■ Data supplied
_ _ _ _ _ _ _
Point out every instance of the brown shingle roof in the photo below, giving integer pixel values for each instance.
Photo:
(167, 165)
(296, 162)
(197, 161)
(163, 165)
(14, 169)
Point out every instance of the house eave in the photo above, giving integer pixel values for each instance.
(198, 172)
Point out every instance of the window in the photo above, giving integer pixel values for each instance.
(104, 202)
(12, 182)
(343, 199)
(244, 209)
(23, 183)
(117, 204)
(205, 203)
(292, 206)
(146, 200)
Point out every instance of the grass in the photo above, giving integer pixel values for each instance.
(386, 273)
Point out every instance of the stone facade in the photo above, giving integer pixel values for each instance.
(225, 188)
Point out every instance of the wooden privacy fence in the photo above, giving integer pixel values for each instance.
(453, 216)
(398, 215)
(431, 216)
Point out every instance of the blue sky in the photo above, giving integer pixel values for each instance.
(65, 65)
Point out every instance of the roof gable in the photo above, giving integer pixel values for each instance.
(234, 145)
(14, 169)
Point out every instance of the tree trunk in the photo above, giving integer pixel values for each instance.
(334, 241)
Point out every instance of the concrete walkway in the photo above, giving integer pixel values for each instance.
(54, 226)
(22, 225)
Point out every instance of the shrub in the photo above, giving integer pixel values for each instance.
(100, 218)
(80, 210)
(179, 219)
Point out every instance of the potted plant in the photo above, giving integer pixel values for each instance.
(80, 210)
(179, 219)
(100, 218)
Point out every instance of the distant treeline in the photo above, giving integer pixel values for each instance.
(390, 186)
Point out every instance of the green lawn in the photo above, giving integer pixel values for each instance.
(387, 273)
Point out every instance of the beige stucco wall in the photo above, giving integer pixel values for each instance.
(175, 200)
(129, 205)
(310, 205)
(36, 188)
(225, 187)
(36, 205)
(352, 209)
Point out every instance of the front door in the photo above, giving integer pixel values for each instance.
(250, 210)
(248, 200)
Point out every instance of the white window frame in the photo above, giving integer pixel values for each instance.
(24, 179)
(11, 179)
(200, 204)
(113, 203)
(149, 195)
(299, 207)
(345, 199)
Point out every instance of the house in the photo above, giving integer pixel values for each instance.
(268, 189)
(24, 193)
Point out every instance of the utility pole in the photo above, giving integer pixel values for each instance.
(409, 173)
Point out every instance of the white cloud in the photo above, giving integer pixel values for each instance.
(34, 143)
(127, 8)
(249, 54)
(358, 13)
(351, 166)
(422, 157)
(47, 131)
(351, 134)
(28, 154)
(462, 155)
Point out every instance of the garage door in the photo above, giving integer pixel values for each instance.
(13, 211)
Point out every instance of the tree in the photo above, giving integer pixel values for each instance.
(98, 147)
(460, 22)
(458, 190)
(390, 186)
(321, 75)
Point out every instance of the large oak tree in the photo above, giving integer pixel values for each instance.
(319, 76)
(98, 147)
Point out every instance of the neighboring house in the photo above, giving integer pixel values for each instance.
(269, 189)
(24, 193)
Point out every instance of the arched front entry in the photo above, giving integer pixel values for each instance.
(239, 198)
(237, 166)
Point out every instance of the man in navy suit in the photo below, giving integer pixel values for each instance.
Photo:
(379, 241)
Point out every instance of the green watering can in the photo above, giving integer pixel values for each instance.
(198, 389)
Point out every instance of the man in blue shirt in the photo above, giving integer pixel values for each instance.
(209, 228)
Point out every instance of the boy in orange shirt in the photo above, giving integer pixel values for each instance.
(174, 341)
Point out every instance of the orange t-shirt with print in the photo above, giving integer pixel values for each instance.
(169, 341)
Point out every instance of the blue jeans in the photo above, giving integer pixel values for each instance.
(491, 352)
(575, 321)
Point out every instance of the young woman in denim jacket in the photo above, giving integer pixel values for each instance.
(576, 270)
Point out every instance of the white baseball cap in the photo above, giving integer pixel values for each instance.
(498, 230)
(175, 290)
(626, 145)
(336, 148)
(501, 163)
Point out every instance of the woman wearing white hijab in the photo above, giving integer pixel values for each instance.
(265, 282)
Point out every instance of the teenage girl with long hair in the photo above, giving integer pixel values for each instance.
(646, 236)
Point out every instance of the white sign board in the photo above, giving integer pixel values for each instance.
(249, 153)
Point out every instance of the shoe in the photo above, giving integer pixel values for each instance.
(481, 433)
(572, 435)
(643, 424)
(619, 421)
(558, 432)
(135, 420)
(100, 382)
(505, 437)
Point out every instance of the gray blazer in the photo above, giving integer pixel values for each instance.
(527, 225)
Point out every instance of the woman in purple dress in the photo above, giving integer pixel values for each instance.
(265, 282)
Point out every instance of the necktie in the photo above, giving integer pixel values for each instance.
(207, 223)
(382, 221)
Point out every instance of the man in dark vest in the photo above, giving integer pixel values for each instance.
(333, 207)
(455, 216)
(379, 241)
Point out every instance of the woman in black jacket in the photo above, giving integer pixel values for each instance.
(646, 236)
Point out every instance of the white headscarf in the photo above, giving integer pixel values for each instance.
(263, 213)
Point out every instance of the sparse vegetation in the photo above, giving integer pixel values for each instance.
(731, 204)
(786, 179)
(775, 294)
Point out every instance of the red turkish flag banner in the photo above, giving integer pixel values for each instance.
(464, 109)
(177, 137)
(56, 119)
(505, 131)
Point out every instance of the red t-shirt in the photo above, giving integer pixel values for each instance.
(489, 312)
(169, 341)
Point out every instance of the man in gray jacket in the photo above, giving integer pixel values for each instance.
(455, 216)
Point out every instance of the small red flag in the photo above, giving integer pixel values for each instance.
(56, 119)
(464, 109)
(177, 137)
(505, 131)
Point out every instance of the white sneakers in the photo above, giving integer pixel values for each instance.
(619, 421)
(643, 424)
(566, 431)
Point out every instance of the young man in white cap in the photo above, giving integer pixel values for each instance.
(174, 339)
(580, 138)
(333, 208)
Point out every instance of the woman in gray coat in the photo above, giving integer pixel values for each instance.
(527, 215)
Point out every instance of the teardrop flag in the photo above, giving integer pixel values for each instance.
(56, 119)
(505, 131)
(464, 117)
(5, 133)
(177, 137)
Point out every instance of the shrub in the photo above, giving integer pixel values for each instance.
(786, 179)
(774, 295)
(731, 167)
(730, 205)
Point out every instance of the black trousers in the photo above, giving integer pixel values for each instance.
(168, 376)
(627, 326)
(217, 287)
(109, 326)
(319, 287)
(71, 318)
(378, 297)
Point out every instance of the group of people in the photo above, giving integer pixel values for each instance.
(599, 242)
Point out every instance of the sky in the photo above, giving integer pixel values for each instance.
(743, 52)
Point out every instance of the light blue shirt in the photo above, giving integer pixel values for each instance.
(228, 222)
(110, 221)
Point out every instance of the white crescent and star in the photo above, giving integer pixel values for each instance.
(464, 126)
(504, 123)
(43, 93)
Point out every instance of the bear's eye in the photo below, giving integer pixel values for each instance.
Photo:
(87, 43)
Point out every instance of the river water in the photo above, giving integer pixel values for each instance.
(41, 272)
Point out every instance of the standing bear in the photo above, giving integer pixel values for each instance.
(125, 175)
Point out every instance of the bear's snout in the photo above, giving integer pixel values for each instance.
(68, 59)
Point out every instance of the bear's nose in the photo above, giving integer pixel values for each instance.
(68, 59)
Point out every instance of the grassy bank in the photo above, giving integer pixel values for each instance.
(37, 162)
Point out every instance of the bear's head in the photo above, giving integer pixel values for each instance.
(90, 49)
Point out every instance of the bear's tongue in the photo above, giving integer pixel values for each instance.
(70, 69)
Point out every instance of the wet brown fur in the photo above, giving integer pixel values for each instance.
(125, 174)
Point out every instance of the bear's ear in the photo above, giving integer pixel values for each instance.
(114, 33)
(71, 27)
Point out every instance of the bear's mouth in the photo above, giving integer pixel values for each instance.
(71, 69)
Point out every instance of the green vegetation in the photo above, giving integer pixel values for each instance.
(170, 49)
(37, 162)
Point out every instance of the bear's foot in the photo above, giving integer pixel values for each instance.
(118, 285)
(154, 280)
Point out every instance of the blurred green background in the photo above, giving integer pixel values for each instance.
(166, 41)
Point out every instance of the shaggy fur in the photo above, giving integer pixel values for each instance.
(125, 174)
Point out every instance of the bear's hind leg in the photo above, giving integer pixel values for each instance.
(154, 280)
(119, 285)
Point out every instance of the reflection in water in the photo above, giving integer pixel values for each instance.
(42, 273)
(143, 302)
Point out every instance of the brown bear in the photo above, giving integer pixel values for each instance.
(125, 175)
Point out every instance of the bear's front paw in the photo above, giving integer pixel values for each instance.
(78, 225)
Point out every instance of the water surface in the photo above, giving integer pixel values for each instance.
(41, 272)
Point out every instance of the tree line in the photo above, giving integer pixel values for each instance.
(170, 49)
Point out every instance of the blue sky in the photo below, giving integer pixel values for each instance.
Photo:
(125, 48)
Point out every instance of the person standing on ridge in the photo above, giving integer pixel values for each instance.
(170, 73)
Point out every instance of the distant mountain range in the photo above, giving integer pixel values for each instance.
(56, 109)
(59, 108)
_ _ _ _ _ _ _
■ Exercise brief
Looking at the records, state how many lines contain "below" and write nothing besides that number.

■ Written solution
4